#### Stored data:
┄┄┄┄┄┄

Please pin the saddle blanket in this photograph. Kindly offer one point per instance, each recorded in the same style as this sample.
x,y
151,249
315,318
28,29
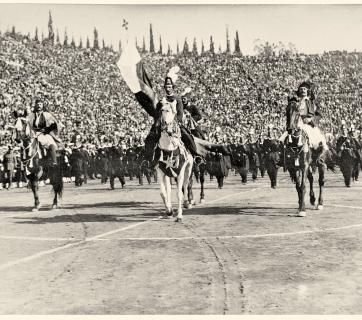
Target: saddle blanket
x,y
46,140
315,136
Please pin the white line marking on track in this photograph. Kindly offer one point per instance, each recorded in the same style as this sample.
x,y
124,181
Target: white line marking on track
x,y
291,203
266,235
69,245
234,194
39,238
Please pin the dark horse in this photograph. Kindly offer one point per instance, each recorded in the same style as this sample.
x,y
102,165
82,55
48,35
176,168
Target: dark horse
x,y
348,163
37,165
302,160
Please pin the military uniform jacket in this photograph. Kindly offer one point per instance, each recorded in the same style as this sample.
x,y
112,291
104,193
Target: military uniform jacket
x,y
9,161
194,112
45,121
306,107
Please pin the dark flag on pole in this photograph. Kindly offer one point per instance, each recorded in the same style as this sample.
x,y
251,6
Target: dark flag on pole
x,y
136,78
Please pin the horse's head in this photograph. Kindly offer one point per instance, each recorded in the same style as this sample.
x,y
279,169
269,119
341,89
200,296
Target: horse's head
x,y
168,114
22,130
293,113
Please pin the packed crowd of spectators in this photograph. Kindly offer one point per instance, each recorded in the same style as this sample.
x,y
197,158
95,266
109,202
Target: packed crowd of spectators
x,y
240,96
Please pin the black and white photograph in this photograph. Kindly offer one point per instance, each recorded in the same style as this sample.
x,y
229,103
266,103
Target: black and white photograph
x,y
180,159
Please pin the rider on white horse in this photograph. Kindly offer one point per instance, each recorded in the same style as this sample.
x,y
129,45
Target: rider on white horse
x,y
46,127
309,115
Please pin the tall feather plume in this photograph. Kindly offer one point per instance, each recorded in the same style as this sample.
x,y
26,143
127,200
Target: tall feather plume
x,y
173,73
186,91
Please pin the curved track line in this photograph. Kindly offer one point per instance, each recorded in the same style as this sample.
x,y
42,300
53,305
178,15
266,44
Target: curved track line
x,y
66,246
248,236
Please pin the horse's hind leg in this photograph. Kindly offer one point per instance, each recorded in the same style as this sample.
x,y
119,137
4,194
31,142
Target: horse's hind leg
x,y
311,191
202,181
190,196
321,181
300,186
34,188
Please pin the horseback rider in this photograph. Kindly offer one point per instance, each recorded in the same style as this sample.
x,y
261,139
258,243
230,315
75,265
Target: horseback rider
x,y
348,139
309,115
152,152
46,127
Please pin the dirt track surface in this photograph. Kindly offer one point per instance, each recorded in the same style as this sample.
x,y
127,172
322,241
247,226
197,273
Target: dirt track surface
x,y
243,252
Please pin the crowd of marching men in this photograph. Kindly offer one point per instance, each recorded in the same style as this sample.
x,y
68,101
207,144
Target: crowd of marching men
x,y
83,162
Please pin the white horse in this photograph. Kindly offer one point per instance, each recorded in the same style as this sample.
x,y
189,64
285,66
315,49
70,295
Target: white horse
x,y
175,160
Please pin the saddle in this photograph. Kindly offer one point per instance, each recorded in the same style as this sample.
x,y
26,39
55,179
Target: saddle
x,y
171,162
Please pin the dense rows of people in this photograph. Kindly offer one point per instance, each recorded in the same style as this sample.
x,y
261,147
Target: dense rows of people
x,y
240,96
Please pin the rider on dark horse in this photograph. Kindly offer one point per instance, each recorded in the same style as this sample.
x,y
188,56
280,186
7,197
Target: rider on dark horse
x,y
348,140
46,127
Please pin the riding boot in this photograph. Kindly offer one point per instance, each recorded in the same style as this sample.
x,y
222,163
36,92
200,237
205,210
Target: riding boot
x,y
53,155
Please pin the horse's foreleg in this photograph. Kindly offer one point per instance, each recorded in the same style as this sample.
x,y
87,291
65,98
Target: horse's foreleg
x,y
202,181
321,180
34,188
311,191
180,184
300,186
163,192
167,182
190,196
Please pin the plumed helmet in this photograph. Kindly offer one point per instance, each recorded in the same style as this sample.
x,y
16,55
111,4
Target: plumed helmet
x,y
186,93
172,76
305,84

┄┄┄┄┄┄

#### Problem requirements:
Copy exactly the line containing "Please pin the horseback" and every line after it, ending with the last line of the records above.

#### Result:
Please pin the horseback rider in this photograph. Kindly offer one point per instance, each recorded in the same style as this sample.
x,y
261,139
258,243
230,315
75,265
Target: horseback rider
x,y
348,139
309,115
152,152
46,127
Please pin the dirt track surface in this photograph. Kindly offer one point per instance, each recorded in the same style as this sample.
x,y
127,172
322,241
247,226
197,273
Target: dirt track surface
x,y
243,252
Please pin the crowd of marching men in this photograph. Kindly offer one point per instance, each recorded in the same style as this sample.
x,y
68,101
207,144
Target: crowd of marching men
x,y
83,162
Please pin the white horse in this photograph. Kindly offer one point per instance, each recorded in the same style as this sample.
x,y
189,64
285,66
315,49
70,295
Target: white horse
x,y
175,160
Please pin the saddle in this photograph. Kindly offer one point per instance, each recorded in the same style as this sample.
x,y
26,39
55,179
Target: saddle
x,y
171,162
Please pin the dense rows of people in this photograph. Kindly offer one point per instance, each recorded in the same style as this sample.
x,y
261,147
Target: dense rows of people
x,y
240,96
Please pin the rider on dark horse in this photograph. Kindly offer one point per instance, each recorded in the same style as this sample.
x,y
188,56
280,186
7,197
Target: rider on dark horse
x,y
348,140
46,127
Please pin the riding boot in this photograph. Kindly offer one point per instance, each recorded in the same style as this sample.
x,y
222,163
36,92
200,237
205,210
Target: riding boot
x,y
53,155
Please pin the horse's foreleg in this photograph. Kindly offer one point per instance, each recorded in the same style as this sample.
x,y
87,291
65,98
Target: horse's foreleg
x,y
202,181
321,180
34,188
311,191
180,184
300,186
163,192
167,182
190,196
Please pin the plumed helmet in this photograph. Kindly offer one point per instance, each recorded in the same style as this sample.
x,y
16,55
111,4
Target: plumed helmet
x,y
186,93
172,76
305,84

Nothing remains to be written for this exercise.